**Written exercise**
Copy out the line containing "the grassy bank" and each line after it, through the last one in the material, exactly as written.

**Extracted records**
[BEGIN]

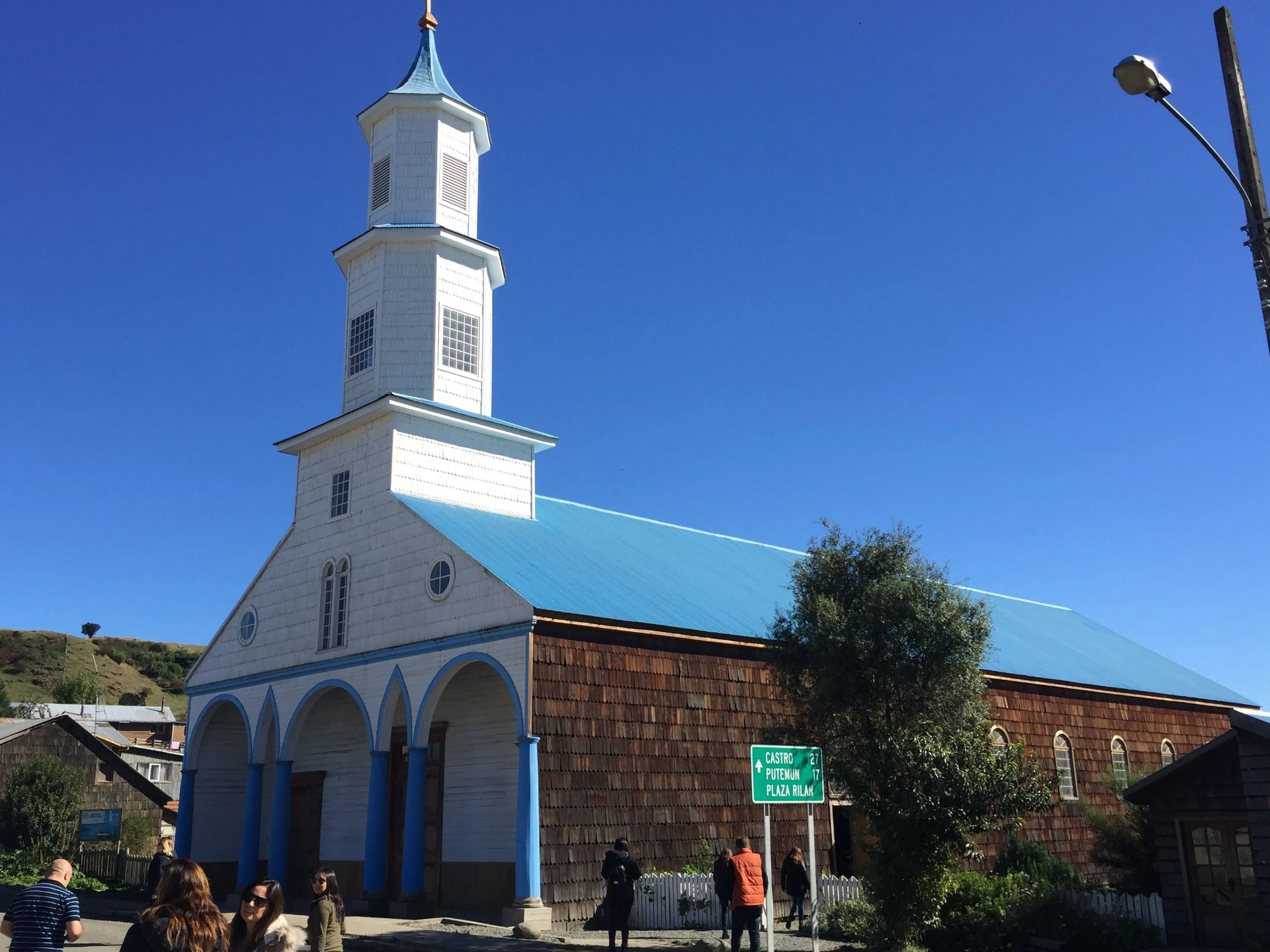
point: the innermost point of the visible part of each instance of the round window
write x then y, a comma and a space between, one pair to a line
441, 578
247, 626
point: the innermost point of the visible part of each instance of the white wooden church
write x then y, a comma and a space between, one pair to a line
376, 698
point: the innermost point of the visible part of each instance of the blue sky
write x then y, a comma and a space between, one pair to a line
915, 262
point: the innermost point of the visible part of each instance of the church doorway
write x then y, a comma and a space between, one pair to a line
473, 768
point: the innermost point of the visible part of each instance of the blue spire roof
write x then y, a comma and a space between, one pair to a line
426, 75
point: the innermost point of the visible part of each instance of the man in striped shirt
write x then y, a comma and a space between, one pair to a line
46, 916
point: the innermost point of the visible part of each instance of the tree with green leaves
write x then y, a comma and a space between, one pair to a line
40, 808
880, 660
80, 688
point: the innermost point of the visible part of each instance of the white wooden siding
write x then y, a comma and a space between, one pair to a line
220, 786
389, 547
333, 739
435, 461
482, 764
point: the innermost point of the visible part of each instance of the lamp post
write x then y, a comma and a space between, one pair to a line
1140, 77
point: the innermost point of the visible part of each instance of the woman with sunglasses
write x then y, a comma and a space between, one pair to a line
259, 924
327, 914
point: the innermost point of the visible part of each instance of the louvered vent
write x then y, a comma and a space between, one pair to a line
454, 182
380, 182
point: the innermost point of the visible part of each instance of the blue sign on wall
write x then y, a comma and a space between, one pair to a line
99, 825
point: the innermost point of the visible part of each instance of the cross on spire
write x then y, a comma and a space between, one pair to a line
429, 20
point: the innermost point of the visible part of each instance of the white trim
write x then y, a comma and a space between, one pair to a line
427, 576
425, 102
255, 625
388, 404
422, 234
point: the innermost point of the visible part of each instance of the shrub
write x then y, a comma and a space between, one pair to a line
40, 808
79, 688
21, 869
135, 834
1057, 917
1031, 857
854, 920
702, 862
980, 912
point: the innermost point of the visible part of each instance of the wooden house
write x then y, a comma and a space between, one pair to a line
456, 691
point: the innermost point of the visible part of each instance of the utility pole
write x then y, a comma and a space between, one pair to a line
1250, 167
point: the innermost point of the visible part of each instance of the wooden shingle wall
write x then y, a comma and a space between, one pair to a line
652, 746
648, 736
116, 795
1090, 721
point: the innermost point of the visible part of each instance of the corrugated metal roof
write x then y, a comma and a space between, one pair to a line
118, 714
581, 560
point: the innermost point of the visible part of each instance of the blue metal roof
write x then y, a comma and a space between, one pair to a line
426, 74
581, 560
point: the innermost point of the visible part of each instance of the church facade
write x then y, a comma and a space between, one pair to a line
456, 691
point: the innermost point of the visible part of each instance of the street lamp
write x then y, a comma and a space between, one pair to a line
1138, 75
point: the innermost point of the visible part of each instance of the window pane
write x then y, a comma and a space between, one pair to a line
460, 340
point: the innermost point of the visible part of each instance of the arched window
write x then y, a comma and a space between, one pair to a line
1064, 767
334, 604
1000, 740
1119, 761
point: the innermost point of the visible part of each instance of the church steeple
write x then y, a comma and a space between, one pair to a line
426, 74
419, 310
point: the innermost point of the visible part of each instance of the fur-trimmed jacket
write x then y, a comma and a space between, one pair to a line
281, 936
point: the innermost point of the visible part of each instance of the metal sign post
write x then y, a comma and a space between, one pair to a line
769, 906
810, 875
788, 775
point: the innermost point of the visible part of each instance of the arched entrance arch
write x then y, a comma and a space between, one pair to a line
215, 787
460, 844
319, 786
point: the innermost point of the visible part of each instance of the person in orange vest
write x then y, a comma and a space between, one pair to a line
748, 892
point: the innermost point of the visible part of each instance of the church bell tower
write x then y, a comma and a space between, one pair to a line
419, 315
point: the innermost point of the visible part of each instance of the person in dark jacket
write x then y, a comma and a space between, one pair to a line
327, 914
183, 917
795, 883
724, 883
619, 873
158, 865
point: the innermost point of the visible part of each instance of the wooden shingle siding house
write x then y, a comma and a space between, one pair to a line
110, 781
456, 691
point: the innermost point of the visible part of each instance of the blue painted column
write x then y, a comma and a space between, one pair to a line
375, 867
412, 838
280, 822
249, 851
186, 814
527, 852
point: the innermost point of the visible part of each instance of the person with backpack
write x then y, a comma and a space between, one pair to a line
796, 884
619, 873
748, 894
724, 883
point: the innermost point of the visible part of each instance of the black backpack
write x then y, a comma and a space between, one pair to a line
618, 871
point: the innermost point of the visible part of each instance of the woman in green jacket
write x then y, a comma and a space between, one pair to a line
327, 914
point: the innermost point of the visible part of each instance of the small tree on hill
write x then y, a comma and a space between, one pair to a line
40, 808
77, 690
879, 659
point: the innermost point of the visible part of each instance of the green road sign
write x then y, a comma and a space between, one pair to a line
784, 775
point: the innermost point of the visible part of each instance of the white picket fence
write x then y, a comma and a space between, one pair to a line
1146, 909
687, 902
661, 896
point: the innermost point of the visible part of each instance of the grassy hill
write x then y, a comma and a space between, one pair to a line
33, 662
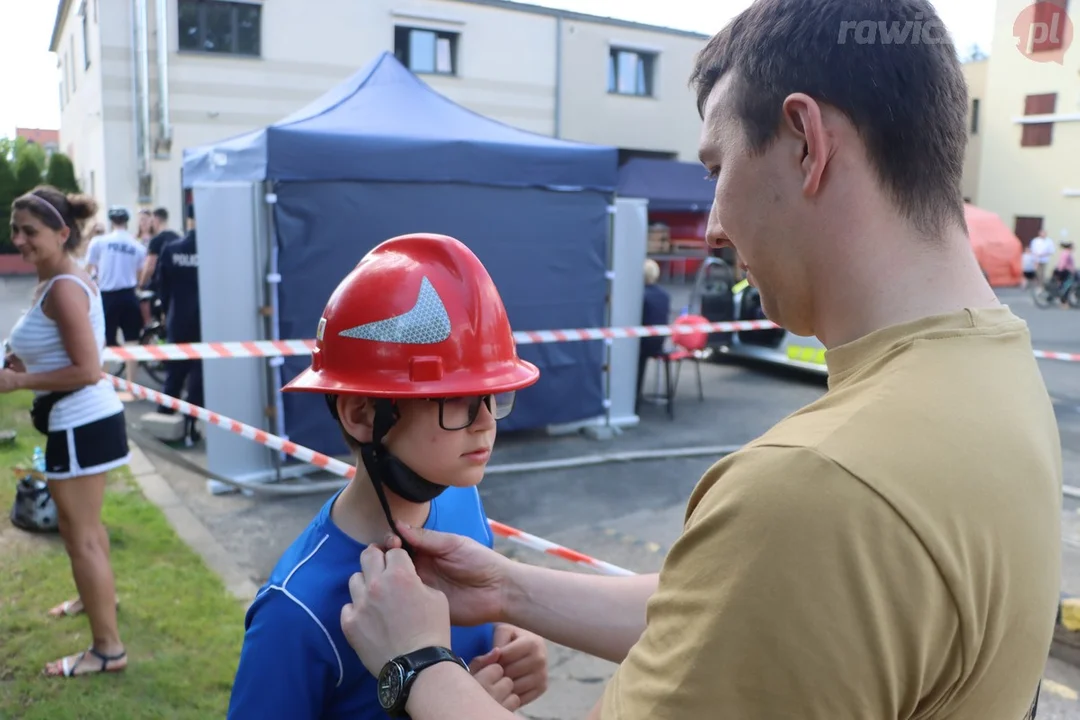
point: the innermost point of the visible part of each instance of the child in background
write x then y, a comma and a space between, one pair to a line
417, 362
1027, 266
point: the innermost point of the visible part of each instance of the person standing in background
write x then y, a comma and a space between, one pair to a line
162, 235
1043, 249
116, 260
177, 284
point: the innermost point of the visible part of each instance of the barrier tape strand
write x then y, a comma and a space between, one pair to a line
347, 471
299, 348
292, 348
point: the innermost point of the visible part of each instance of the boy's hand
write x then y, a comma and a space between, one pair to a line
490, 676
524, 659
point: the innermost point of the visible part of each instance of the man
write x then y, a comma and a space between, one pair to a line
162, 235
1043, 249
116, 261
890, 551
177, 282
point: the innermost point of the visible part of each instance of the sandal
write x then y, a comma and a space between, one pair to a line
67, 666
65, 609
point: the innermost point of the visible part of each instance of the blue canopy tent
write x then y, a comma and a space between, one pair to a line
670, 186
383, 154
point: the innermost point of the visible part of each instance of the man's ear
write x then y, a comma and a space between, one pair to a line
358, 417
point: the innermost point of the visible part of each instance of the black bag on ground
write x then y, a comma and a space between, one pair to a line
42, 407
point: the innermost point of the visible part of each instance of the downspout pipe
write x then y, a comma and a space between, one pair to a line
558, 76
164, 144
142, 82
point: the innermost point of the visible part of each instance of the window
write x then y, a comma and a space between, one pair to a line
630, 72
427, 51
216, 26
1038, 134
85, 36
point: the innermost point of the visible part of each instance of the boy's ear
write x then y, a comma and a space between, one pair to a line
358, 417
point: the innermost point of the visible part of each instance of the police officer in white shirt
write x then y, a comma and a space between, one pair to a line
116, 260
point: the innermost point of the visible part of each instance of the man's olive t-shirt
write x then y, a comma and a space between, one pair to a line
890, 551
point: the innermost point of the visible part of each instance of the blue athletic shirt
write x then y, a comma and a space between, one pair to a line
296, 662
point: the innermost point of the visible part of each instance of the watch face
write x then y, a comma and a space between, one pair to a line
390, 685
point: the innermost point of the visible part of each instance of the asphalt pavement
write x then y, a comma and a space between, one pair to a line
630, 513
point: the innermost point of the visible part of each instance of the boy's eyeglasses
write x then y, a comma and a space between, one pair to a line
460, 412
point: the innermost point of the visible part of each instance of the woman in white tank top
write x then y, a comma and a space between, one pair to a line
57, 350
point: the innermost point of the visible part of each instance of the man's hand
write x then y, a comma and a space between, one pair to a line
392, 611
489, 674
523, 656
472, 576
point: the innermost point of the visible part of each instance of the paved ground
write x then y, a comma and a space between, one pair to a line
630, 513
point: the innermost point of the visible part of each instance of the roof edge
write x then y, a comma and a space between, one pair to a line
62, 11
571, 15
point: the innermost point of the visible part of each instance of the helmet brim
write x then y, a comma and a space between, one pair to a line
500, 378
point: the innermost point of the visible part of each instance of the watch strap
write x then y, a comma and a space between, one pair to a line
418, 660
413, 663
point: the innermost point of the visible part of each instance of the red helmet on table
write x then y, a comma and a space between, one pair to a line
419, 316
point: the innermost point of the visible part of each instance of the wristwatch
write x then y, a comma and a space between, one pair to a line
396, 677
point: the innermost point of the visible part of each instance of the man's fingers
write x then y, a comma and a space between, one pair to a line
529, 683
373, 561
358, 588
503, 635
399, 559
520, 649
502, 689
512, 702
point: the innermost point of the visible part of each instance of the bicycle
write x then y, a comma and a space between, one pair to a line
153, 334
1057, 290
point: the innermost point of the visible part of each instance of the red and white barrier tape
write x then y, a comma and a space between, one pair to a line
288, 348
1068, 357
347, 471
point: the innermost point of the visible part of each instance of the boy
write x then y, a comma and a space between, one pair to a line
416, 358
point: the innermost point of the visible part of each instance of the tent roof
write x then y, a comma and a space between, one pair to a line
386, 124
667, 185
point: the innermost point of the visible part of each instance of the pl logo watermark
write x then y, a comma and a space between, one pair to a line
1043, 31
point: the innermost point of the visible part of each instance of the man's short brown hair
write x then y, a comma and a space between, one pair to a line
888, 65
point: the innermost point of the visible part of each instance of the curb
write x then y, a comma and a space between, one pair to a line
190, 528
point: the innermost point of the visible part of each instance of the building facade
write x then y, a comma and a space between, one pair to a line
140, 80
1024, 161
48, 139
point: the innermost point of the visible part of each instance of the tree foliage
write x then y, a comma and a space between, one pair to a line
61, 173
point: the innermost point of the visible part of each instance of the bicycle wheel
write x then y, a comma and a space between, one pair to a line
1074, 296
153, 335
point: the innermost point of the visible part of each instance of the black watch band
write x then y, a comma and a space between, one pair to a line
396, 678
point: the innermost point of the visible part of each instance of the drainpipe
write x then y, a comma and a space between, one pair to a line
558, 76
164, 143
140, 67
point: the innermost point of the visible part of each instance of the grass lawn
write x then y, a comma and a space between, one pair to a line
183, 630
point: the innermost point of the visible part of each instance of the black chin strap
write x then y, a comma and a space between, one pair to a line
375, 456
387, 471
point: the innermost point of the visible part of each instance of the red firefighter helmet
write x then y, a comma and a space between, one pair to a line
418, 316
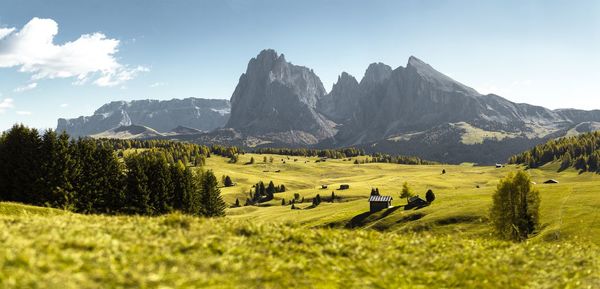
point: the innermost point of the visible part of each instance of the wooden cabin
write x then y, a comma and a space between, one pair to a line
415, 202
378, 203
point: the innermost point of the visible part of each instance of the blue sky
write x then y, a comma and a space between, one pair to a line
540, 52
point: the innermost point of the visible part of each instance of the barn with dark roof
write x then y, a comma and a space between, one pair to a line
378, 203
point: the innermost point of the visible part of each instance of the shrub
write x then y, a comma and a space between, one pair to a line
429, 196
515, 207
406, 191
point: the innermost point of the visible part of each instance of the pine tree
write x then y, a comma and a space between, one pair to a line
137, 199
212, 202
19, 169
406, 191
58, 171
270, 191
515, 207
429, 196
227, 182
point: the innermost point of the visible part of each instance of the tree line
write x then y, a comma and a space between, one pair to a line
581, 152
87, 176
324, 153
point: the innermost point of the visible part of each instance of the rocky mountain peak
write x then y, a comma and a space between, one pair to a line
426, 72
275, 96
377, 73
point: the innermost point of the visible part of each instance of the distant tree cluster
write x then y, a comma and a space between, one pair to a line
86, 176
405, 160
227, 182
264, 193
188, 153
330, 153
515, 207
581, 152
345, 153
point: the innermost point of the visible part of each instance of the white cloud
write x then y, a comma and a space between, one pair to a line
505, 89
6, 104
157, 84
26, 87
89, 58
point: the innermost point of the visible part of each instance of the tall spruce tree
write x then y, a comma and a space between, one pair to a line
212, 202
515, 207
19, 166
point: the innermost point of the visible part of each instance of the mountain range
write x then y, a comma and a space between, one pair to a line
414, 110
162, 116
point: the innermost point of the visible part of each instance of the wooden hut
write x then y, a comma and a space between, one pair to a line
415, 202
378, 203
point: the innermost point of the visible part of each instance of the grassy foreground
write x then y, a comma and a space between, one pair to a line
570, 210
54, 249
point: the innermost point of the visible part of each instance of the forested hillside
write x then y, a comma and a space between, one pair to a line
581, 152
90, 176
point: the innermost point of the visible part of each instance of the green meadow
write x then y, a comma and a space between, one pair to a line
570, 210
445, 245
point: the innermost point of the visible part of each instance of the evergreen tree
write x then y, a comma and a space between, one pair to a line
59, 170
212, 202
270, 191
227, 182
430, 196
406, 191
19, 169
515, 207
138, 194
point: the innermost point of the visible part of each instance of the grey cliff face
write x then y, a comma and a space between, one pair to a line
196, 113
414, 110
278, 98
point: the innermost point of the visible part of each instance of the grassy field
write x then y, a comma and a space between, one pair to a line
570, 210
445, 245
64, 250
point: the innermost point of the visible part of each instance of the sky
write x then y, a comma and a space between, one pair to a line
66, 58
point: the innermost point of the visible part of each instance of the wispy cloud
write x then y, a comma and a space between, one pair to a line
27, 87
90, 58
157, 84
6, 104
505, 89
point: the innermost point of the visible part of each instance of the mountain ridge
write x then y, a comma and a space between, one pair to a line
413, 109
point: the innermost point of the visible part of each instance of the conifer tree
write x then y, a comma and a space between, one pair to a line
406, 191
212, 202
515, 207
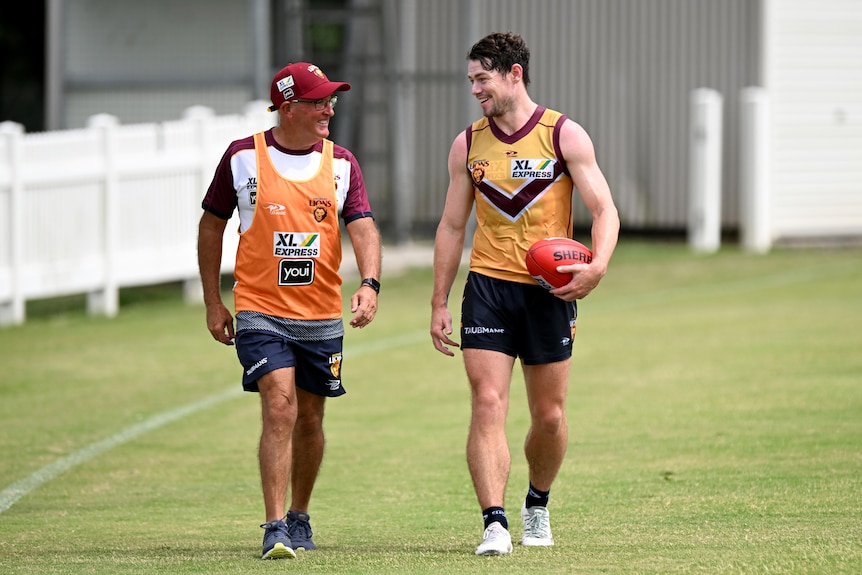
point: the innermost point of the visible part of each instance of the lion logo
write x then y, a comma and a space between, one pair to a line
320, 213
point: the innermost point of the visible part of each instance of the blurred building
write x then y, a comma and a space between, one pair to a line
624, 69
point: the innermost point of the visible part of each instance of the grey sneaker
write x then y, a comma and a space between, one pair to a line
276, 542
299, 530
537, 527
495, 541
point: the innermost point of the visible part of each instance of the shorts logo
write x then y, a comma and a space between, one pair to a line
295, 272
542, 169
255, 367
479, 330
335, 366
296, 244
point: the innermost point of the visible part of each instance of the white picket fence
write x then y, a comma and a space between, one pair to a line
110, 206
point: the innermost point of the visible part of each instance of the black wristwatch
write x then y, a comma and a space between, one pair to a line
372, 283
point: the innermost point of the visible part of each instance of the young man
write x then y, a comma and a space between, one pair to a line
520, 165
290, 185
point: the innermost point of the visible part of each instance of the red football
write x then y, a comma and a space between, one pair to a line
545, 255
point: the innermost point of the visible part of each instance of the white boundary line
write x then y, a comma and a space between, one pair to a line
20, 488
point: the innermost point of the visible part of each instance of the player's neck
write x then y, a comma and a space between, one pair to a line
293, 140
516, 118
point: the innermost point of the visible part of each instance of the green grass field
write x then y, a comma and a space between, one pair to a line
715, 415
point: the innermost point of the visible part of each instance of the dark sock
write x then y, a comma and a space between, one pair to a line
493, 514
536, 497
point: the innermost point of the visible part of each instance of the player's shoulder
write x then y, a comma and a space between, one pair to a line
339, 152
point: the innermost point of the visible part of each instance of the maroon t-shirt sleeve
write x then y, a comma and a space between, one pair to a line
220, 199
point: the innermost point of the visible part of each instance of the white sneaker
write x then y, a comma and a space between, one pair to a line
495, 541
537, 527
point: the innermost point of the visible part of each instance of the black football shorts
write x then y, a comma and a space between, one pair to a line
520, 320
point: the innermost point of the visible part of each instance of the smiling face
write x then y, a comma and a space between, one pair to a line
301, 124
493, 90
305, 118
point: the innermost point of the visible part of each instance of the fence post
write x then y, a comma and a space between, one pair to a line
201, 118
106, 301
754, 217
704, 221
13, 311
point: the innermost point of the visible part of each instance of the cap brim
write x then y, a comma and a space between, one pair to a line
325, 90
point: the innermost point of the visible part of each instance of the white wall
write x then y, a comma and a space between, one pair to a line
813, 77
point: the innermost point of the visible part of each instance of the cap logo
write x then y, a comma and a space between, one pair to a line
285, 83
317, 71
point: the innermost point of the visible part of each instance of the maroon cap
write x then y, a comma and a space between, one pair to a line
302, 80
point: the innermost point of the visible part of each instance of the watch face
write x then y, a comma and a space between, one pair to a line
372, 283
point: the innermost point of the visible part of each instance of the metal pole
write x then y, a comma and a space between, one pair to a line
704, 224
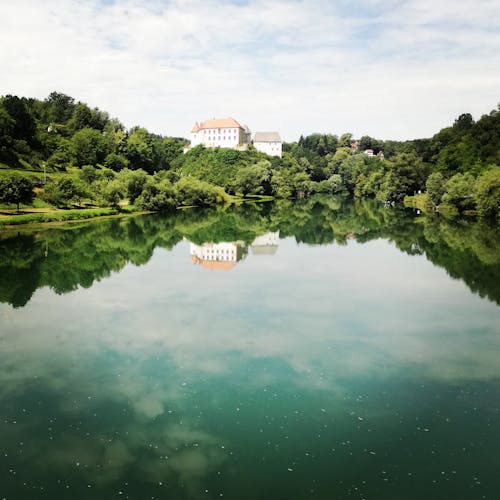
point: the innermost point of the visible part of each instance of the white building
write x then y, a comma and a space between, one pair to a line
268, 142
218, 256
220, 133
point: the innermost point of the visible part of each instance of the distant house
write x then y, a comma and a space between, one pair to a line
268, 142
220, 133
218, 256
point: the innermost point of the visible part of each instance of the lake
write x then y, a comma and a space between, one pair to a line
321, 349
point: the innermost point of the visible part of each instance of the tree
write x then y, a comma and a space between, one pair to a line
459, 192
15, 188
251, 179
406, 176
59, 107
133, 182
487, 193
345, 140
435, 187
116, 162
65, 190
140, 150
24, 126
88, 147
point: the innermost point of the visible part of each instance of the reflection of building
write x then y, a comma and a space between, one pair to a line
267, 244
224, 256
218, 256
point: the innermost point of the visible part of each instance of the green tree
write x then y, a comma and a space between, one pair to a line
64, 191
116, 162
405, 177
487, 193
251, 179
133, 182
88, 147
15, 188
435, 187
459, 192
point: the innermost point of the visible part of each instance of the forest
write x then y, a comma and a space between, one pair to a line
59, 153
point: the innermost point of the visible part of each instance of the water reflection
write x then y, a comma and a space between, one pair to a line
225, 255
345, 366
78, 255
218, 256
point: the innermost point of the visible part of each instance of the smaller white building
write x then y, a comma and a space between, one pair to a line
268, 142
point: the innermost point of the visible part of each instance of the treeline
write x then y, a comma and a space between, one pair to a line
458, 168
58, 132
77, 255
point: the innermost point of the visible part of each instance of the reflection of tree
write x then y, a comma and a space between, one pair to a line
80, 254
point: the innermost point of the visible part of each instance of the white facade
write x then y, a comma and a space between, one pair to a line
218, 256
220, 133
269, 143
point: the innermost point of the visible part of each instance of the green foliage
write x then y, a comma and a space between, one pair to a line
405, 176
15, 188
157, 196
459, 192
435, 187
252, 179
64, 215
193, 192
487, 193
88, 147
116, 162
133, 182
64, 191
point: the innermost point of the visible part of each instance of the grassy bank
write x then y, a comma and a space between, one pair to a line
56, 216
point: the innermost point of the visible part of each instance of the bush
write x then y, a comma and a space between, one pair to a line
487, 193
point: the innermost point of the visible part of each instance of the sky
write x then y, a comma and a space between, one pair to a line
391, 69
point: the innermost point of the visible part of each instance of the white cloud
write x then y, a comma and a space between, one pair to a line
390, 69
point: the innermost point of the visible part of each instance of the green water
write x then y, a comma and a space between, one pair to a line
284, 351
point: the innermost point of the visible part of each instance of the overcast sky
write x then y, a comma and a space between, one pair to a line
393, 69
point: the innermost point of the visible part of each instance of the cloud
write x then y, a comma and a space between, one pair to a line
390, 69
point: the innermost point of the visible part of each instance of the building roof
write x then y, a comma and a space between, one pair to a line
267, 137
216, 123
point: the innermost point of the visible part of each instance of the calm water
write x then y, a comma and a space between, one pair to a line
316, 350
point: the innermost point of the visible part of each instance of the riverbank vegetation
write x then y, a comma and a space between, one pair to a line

[END]

**Task answer**
point: the innermost point of the visible part of each instance of the grassy bank
write x then y, a comma and a space between, one pair to a line
56, 216
point: the innermost point of the visible part of each instance of the bush
write x then y, a comma and a space between, one pair to a line
487, 193
point: the innermost point of the visible part of each instance of the sky
write x then y, a comma and a space between, one pair to a line
391, 69
point: the innermost point of the visible part of each instance of the white cloud
write x then y, a comma and a space between, one pair to a line
390, 69
point: the innermost point of the visible part of each instance of the green water
write x then y, a comma and a space between, one pair to a line
284, 351
point: the innermost point of the visible part of each instance of the overcast sky
write x then y, a comma and a space between, one pair to a line
393, 69
point: the innermost point of the visible part of each instance of the cloud
write x then y, a comma and a space between, one pair to a line
390, 69
point: the innermost point of the visible part of each instance of the building roof
write x then y, a comma and a space between, one pair to a line
267, 137
216, 123
point: the innermost point of the visible part of each instance of the calm water
write x then y, a comma and a space between, one pair to a line
316, 350
point: the innermost point of the visible part of each instance of the riverbank vegetation
write x then y, a comma and a space between, one pair to a line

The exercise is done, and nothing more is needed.